*Trecho selecionado*
══════════════════════════════
A irresponsabilidade politiqueira fez com que, a partir da Constituição de 1988, o número de municípios brasileiros crescesse de 3,9 mil para os atuais 5.570. Neste mesmo período, o Paraná instituiu mais 76, saltando para os 399 que hoje temos. Eles proliferaram graças a discursos que pregavam a necessidade de desmembrar pequenos distritos e dar-lhes a autonomia administrativa necessária para assegurar-lhes o desenvolvimento que as sedes originais lhes negavam ao explorar suas receitas e pouco lhes devolver em troca – em alguns casos, argumentos pertinentes; mas, no fundo, na maior parte das vezes, a real motivação era bem mais prosaica: criar novas prefeituras, novas câmaras, novos cartórios, mais empregos públicos... cuja somatória resulta em cercar currais eleitorais e montar máquinas de fazer votos.
══════════════════════════════
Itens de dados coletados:
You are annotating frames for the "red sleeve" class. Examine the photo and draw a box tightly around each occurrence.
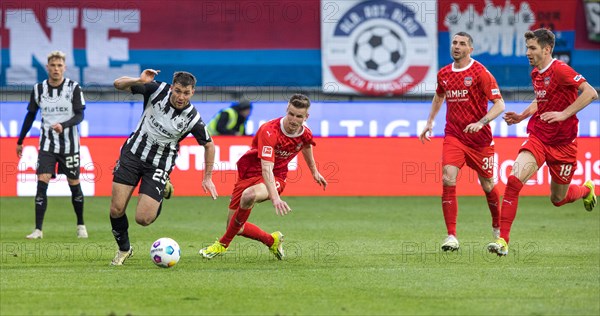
[435,71,445,94]
[555,64,587,88]
[256,124,277,163]
[479,68,502,101]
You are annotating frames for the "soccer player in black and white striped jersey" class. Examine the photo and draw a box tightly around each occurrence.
[17,51,88,239]
[110,69,217,265]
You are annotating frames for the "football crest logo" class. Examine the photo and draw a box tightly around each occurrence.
[544,77,550,86]
[465,77,473,87]
[323,0,436,95]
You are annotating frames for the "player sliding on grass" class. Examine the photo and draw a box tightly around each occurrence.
[200,94,327,260]
[110,69,217,265]
[419,32,504,251]
[487,29,598,256]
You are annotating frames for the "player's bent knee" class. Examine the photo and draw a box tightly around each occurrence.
[110,205,125,218]
[135,215,156,226]
[240,188,256,207]
[550,195,567,207]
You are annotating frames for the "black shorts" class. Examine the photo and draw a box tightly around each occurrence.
[113,149,169,202]
[35,150,79,180]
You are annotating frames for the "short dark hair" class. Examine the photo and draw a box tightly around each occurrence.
[453,32,473,47]
[173,71,196,88]
[525,28,556,52]
[289,93,310,109]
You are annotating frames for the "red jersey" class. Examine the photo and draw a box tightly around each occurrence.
[435,59,502,147]
[527,59,586,145]
[237,117,315,180]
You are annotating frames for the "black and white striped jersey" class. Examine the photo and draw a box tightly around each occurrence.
[19,78,85,154]
[124,82,212,172]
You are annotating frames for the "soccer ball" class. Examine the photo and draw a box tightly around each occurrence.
[354,26,406,76]
[150,237,181,268]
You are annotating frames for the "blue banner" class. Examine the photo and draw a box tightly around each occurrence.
[0,101,600,137]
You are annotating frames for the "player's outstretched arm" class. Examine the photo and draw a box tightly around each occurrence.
[302,145,327,191]
[463,98,506,134]
[113,69,160,92]
[540,82,598,123]
[419,93,446,144]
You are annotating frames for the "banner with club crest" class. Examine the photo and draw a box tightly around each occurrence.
[321,0,438,96]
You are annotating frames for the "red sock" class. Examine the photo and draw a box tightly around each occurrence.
[219,207,252,248]
[442,185,458,236]
[500,176,523,243]
[485,186,500,227]
[552,184,590,206]
[241,222,274,247]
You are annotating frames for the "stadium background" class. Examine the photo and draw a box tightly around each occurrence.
[0,0,600,196]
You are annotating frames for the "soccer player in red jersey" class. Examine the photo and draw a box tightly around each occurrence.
[487,29,598,256]
[200,94,327,260]
[419,32,504,251]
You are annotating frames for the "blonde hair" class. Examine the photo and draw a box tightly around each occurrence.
[48,50,67,62]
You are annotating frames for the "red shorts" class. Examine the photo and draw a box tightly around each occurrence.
[442,135,494,179]
[519,135,577,184]
[229,176,285,210]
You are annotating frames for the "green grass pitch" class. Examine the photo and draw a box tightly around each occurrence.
[0,196,600,315]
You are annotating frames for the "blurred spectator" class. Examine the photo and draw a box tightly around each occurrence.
[208,100,252,136]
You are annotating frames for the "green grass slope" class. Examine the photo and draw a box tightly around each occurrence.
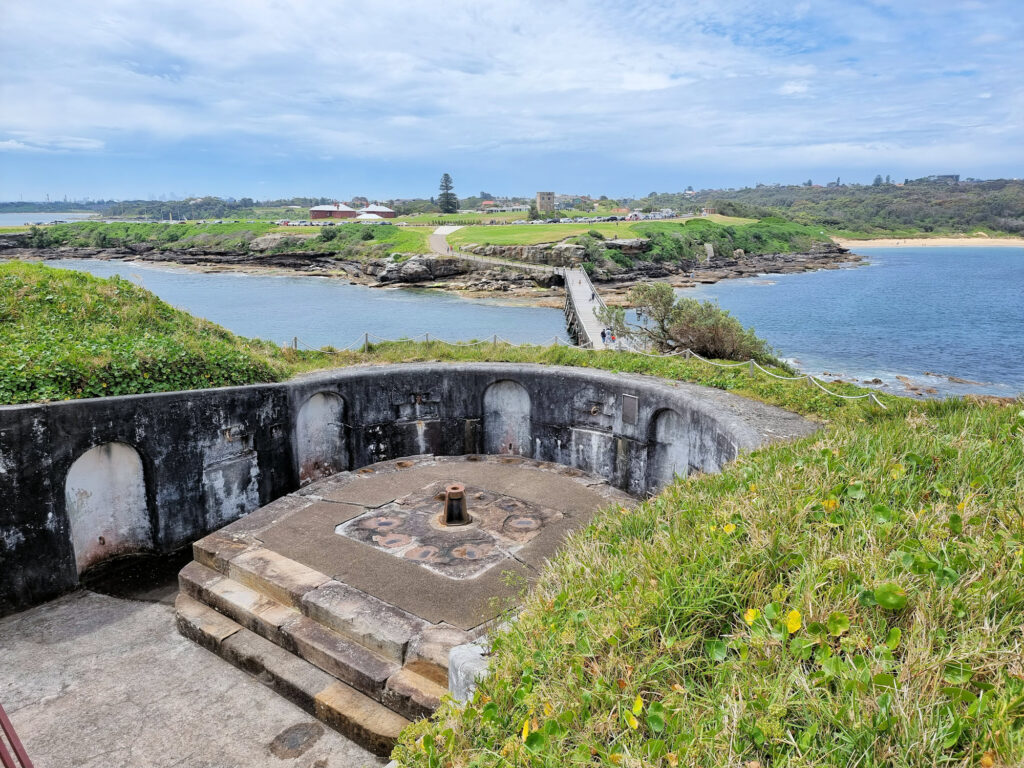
[0,262,290,403]
[8,263,1024,768]
[394,398,1024,768]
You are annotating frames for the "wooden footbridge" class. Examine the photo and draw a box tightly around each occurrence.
[429,226,612,349]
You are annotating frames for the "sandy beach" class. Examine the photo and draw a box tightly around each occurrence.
[833,238,1024,251]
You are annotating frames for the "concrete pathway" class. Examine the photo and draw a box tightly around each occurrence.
[427,225,555,274]
[0,583,387,768]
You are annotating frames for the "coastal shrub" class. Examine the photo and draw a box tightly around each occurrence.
[598,283,783,367]
[0,262,288,403]
[604,248,633,269]
[393,400,1024,768]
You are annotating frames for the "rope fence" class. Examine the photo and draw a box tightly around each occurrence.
[286,333,888,411]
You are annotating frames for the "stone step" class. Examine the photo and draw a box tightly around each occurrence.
[381,668,447,720]
[225,547,331,608]
[178,560,301,650]
[174,593,409,757]
[284,616,401,700]
[300,581,430,664]
[178,561,401,700]
[406,624,473,688]
[193,531,432,677]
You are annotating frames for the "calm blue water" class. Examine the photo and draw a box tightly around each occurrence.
[680,247,1024,395]
[46,259,568,347]
[0,213,95,226]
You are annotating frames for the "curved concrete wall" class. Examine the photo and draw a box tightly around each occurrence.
[0,364,814,614]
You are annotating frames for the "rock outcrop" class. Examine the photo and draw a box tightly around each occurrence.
[362,254,472,283]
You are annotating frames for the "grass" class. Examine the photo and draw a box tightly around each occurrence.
[0,263,1024,768]
[0,262,290,403]
[394,393,1024,768]
[447,221,635,246]
[447,215,757,246]
[19,221,430,258]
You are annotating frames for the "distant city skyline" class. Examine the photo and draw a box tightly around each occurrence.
[0,0,1024,201]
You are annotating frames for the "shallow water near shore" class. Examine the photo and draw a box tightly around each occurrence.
[45,259,568,347]
[39,247,1024,396]
[680,247,1024,396]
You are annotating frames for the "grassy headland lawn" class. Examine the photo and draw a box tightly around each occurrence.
[19,221,431,258]
[0,263,1024,768]
[447,215,756,246]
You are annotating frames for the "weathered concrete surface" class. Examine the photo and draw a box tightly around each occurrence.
[65,442,153,573]
[449,643,487,701]
[0,588,386,768]
[0,364,814,614]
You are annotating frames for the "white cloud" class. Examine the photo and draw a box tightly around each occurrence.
[776,80,810,96]
[0,0,1024,179]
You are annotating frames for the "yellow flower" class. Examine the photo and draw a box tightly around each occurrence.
[785,610,804,635]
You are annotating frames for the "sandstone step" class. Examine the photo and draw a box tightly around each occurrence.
[174,593,242,651]
[178,561,400,699]
[226,547,331,608]
[282,615,401,699]
[315,683,409,758]
[381,668,447,720]
[406,624,473,688]
[178,560,299,648]
[174,593,409,757]
[301,581,429,664]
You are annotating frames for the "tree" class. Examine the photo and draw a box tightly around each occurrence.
[597,283,783,367]
[437,173,459,213]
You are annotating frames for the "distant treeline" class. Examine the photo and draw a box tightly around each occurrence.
[635,179,1024,234]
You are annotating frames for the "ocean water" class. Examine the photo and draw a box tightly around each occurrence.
[679,247,1024,395]
[0,213,95,226]
[46,259,568,347]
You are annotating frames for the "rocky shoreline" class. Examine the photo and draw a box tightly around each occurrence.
[0,236,861,306]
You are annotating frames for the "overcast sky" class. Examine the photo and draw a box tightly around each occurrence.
[0,0,1024,200]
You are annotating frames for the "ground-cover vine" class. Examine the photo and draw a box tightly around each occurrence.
[394,400,1024,768]
[0,263,1024,768]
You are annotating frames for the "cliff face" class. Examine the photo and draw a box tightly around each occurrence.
[0,234,860,293]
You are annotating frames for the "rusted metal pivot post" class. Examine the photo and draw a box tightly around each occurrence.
[440,482,473,525]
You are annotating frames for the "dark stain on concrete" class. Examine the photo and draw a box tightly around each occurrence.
[269,723,324,760]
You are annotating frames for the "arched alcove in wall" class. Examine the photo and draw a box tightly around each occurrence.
[483,380,532,456]
[295,392,348,484]
[647,409,689,490]
[65,442,153,573]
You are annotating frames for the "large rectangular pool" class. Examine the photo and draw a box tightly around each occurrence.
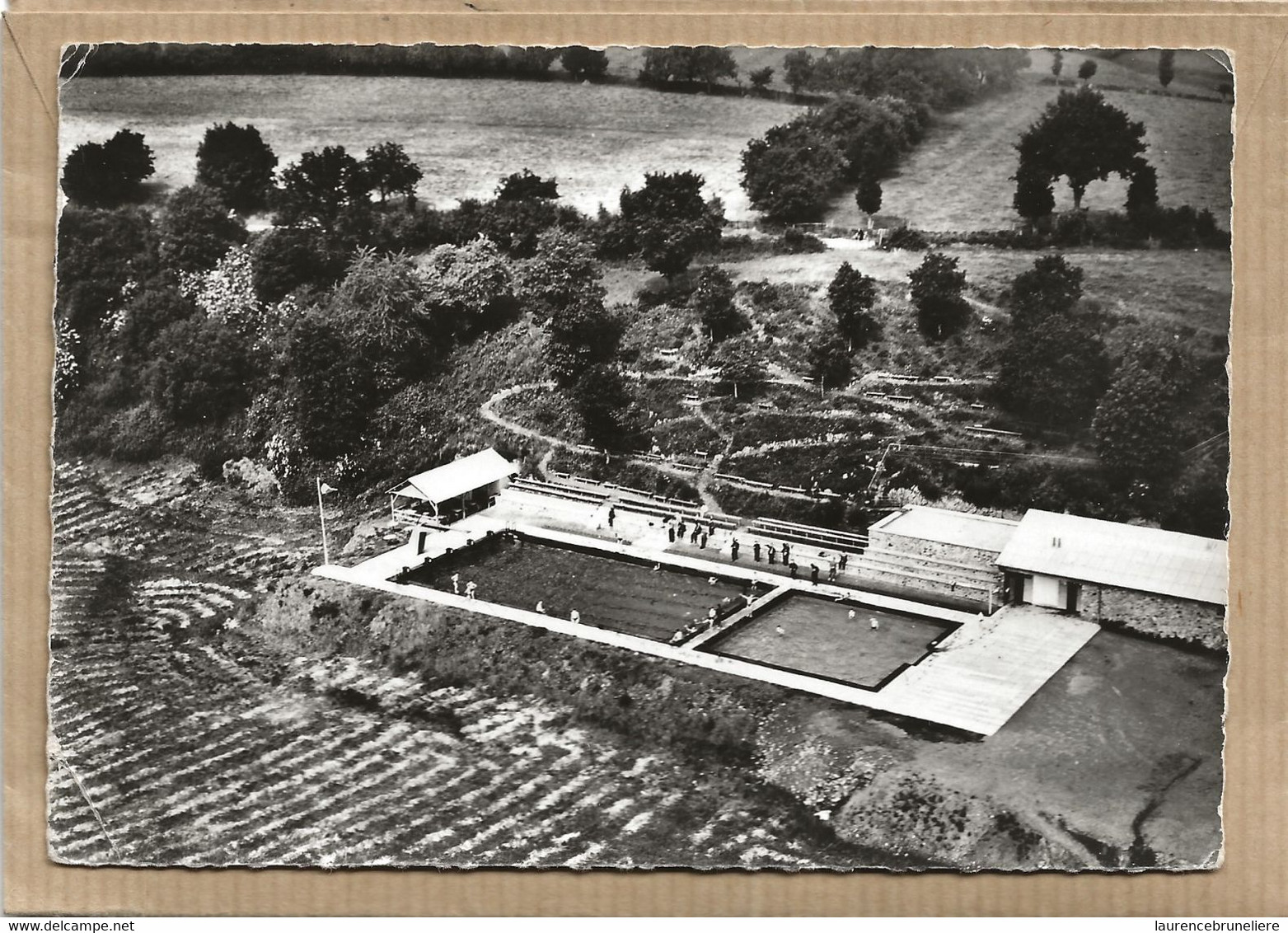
[400,535,746,642]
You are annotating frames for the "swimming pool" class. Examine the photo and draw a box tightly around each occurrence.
[400,533,747,642]
[700,592,957,689]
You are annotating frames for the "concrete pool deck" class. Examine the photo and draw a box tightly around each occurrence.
[321,513,1100,736]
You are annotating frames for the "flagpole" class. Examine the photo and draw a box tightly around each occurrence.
[314,477,331,565]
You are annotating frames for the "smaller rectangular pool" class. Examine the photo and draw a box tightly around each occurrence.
[700,593,957,689]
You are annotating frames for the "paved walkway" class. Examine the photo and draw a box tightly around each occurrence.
[313,513,1098,734]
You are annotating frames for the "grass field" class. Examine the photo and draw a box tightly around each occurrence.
[725,246,1233,334]
[408,531,743,642]
[703,594,952,687]
[48,464,853,869]
[828,73,1234,231]
[59,75,799,218]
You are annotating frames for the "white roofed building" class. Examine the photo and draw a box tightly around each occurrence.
[997,509,1229,647]
[389,448,519,524]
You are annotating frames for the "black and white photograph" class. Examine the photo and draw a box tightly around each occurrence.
[48,44,1242,873]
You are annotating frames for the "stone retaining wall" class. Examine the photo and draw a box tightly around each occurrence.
[1082,584,1229,651]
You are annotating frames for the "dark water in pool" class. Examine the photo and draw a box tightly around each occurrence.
[405,536,746,642]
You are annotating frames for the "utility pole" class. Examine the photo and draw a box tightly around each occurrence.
[316,477,335,565]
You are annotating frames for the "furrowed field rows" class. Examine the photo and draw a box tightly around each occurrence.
[48,464,810,867]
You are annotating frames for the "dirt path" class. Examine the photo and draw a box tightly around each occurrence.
[694,401,733,512]
[479,377,815,513]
══════════════════════════════
*Tarefa a realizar*
Responda com base no trecho selecionado:
(a) Quantos municípios o Brasil tem atualmente?
(b) Quantos municípios o Paraná criou a partir da Constituição de 1988, e quantos tem hoje?
(c) Segundo o trecho, qual era a real motivação na maior parte das vezes?
Os itens foram obtidos de outra fonte.

*Campo de resposta*
(a) O Brasil tem atualmente 5.570 municípios.
(b) O Paraná criou mais 76 municípios e hoje tem 399.
(c) A real motivação era criar novas prefeituras, novas câmaras, novos cartórios e mais empregos públicos.